## START Given data

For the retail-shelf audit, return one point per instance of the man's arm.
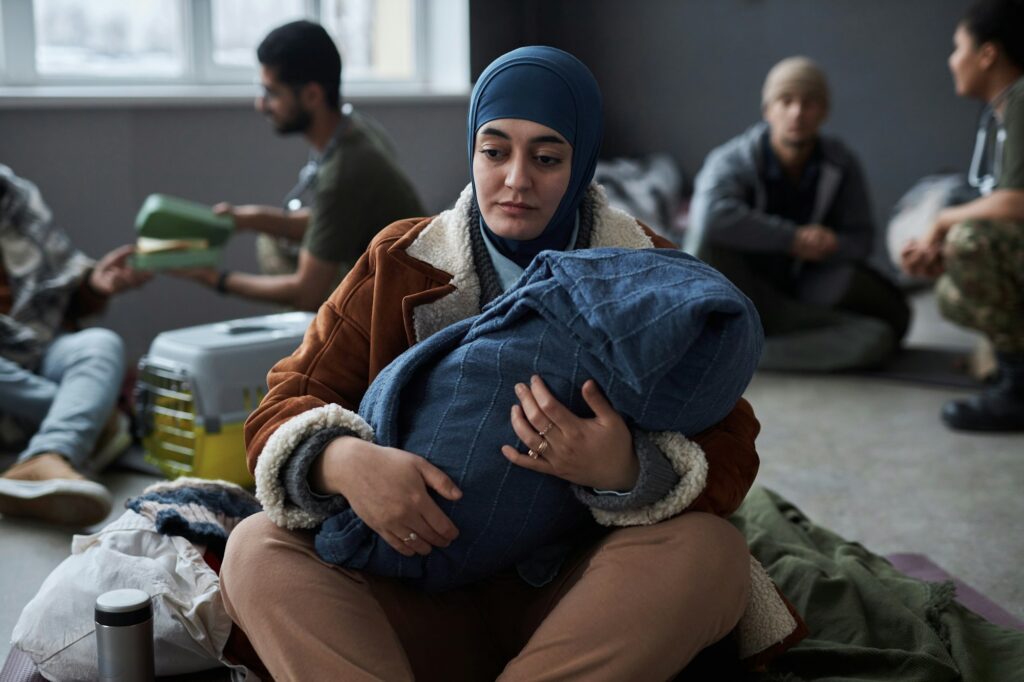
(722, 208)
(854, 217)
(1000, 205)
(305, 290)
(266, 219)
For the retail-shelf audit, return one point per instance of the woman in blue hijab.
(637, 601)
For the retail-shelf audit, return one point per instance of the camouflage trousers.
(983, 285)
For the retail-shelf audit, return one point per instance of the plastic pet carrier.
(197, 386)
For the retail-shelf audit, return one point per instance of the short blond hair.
(797, 75)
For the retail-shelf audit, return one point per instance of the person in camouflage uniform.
(977, 249)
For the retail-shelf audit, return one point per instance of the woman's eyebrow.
(554, 139)
(496, 132)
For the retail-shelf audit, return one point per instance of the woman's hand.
(596, 453)
(112, 274)
(387, 487)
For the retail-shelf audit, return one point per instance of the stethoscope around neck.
(983, 176)
(307, 174)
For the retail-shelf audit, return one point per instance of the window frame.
(441, 64)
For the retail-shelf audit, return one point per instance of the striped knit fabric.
(672, 343)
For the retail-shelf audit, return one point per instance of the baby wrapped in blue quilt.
(671, 342)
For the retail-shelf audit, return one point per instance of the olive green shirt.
(1012, 169)
(358, 190)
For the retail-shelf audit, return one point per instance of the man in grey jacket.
(784, 213)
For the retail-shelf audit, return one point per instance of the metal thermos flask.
(124, 636)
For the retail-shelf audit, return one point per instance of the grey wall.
(95, 166)
(683, 76)
(680, 76)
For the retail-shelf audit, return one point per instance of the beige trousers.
(638, 605)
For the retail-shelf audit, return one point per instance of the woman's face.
(520, 169)
(968, 64)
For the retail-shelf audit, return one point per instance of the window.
(402, 46)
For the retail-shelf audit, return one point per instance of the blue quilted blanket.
(671, 342)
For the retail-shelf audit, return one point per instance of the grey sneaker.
(48, 488)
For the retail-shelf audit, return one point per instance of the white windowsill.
(120, 96)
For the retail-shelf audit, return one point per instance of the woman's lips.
(515, 208)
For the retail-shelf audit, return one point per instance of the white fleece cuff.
(766, 621)
(689, 462)
(279, 449)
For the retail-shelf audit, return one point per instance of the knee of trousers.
(969, 247)
(101, 344)
(709, 543)
(251, 549)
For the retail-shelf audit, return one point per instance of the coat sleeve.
(316, 387)
(716, 469)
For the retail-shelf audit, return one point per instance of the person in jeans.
(783, 212)
(976, 250)
(638, 598)
(58, 386)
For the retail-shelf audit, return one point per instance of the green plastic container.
(164, 217)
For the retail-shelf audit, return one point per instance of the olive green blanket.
(866, 620)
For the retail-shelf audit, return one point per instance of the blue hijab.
(551, 87)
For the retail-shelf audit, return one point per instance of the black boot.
(997, 409)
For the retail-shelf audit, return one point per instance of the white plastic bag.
(190, 627)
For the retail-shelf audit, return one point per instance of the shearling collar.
(444, 244)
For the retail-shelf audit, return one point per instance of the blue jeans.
(67, 401)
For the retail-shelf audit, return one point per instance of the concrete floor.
(864, 457)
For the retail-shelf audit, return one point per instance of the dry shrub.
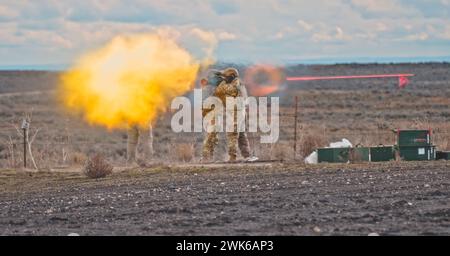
(184, 152)
(280, 151)
(309, 142)
(97, 167)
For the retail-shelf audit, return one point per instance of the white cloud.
(305, 25)
(253, 28)
(227, 36)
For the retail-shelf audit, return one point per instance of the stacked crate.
(415, 145)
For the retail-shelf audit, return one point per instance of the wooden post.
(295, 127)
(24, 148)
(25, 125)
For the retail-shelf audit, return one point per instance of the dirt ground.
(263, 199)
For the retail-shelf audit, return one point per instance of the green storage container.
(414, 153)
(359, 154)
(343, 155)
(408, 138)
(442, 155)
(382, 154)
(333, 155)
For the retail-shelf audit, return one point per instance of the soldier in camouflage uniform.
(139, 145)
(230, 87)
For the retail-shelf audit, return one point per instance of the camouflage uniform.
(224, 90)
(211, 140)
(139, 150)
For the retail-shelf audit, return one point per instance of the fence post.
(25, 125)
(295, 127)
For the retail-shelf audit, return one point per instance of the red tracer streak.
(312, 78)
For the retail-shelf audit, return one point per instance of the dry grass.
(309, 142)
(184, 152)
(97, 167)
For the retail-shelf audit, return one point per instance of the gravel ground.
(273, 199)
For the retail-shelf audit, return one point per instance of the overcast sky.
(54, 32)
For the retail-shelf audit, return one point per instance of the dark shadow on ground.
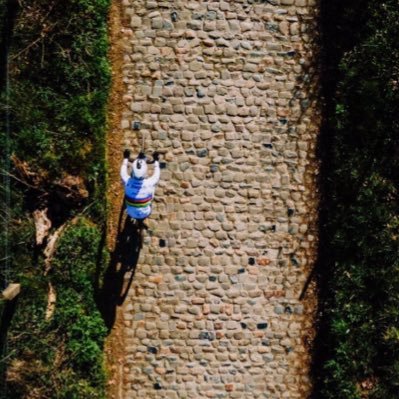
(119, 274)
(8, 311)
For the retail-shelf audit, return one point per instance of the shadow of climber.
(123, 260)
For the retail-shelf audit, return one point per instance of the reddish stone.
(229, 387)
(263, 261)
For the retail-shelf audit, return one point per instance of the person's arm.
(124, 173)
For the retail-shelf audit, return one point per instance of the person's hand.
(126, 154)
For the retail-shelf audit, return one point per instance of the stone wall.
(224, 90)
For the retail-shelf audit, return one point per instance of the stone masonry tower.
(223, 89)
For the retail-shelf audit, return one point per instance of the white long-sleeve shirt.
(139, 193)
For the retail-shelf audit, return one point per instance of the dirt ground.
(114, 345)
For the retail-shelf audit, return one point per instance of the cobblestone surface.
(224, 90)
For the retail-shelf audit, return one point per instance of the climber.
(139, 189)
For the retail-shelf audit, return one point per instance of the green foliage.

## END Given data

Pictures are excluded; repeat every record exactly.

For the retail-shelf audit, return one point per instance of the man's arm.
(722, 208)
(854, 217)
(1000, 205)
(305, 290)
(266, 219)
For the retail-shelf audit, return one point per instance of the woman in blue hijab.
(637, 601)
For the retail-shelf audit, return one point per instance of the camouflage trousers.
(983, 285)
For the retail-shelf audit, return one point per instance of the plastic pet carrier.
(197, 386)
For the retail-shelf audit, return one point per instance of the short blond hair.
(797, 75)
For the retail-shelf audit, return one point per instance of the person in camouflage uniform.
(977, 249)
For the retail-shelf audit, return one point per instance of the woman's eyebrow.
(554, 139)
(496, 132)
For the retail-shelf audit, return one point per instance of the woman's hand.
(596, 453)
(112, 274)
(387, 487)
For the retail-shelf audit, return one point per instance of the stethoscope around neck.
(983, 176)
(307, 174)
For the retail-shelf audit, return one point per instance of the window frame.
(441, 64)
For the retail-shelf audit, return one point per instance of the striped knit fabric.
(672, 343)
For the retail-shelf audit, return one point per instance of the baby wrapped in blue quilt.
(671, 342)
For the retail-shelf audit, return one point per instance of the olive green shirt.
(1012, 169)
(358, 190)
For the retail-shelf audit, return one point per instance of the man in grey jacket.
(784, 213)
For the retail-shelf audit, return one point per instance of the metal thermos flask.
(124, 636)
For the retail-shelf audit, return one point per instance of the grey wall.
(95, 166)
(683, 76)
(680, 76)
For the retail-shelf audit, return one point per instance of the beige trousers.
(638, 605)
For the retail-shelf audit, return one point per instance of the woman's face.
(520, 169)
(968, 64)
For the retail-shelf audit, return one point per instance of the window.
(402, 46)
For the retail-shelf audit, return one point per instance of the blue quilted blanket.
(671, 342)
For the retail-shelf audit, return one point per instance of the grey sneaker.
(48, 488)
For the retail-shelf audit, return one point per instance of the white windowsill.
(120, 96)
For the retail-shelf audit, return one point per instance of the woman's lips.
(515, 208)
For the retail-shelf audit, return one point per instance of the white fleece cuff.
(766, 621)
(689, 462)
(279, 449)
For the retail-shelf audit, return one point per instance of the knee of trousers.
(969, 247)
(101, 344)
(709, 543)
(251, 549)
For the retail-shelf audit, return one point per instance of the coat sleeve.
(316, 387)
(716, 469)
For the retail-shelf audit, return one point per instance of the person in jeans.
(783, 212)
(976, 250)
(638, 598)
(58, 386)
For the retail-shelf audit, return one point per instance of the green plastic container.
(164, 217)
For the retail-shelf audit, return one point per instance of the olive green blanket.
(866, 620)
For the retail-shelf audit, return one point per instance of the blue hijab.
(551, 87)
For the retail-shelf audit, return one point per instance of the black boot.
(997, 409)
For the retail-shelf audit, return one point per instance of the white plastic bag.
(190, 627)
For the retail-shelf audit, return one point per instance of the shearling collar.
(444, 244)
For the retail-shelf audit, return one point per instance of the blue jeans.
(67, 401)
For the retail-shelf audit, return one point per instance of the concrete floor.
(864, 457)
For the retail-shelf audit, return one point per instance of the dry shrub.
(184, 152)
(280, 151)
(309, 142)
(97, 167)
For the retail-shelf audit, return one point per instance of the white cloud.
(305, 25)
(253, 28)
(227, 36)
For the retail-shelf audit, return one point per instance of the stacked crate.
(415, 145)
For the retail-shelf audit, return one point per instance of the wooden post.
(295, 127)
(24, 148)
(25, 125)
For the retail-shelf audit, return one point per instance of the dirt ground.
(263, 199)
For the retail-shelf audit, return one point per instance of the green storage container.
(414, 153)
(359, 154)
(343, 155)
(408, 138)
(442, 155)
(382, 154)
(333, 155)
For the retail-shelf audit, return one point per instance of the soldier in camouflage uniform.
(139, 145)
(230, 87)
For the retail-shelf audit, return one point per instance of the camouflage uniform.
(224, 90)
(211, 140)
(139, 150)
For the retail-shelf audit, return one point per instance of the fence post.
(25, 125)
(295, 127)
For the retail-shelf audit, return one point per instance of the red tracer streak.
(312, 78)
For the retail-shelf audit, return one point per instance of the dry grass.
(309, 142)
(184, 152)
(97, 167)
For the retail-shelf audit, return one point per instance of the gravel ground.
(273, 199)
For the retail-shelf audit, return one point per instance of the overcast sky.
(54, 32)
For the retail-shelf audit, return one point per instance of the dark shadow on ground.
(119, 274)
(8, 311)
For the retail-shelf audit, return one point per instance of the shadow of climber.
(123, 260)
For the retail-shelf audit, return one point per instance of the reddish stone.
(229, 387)
(263, 261)
For the retail-shelf audit, return one point per instance of the person's arm.
(124, 173)
For the retail-shelf audit, return one point per instance of the person's hand.
(126, 154)
For the retail-shelf audit, return one point per instance of the stone wall.
(224, 90)
For the retail-shelf audit, return one point per instance of the stone masonry tower.
(223, 89)
For the retail-shelf audit, return one point per instance of the white long-sleeve shirt.
(139, 193)
For the retail-shelf audit, return one point per instance of the dirt ground.
(114, 345)
For the retail-shelf audit, return one point per instance of the cobblestone surface.
(224, 90)
For the retail-shelf audit, return one point per instance of the climber.
(139, 189)
For the retail-shelf audit, return one point per instance of the green foliage.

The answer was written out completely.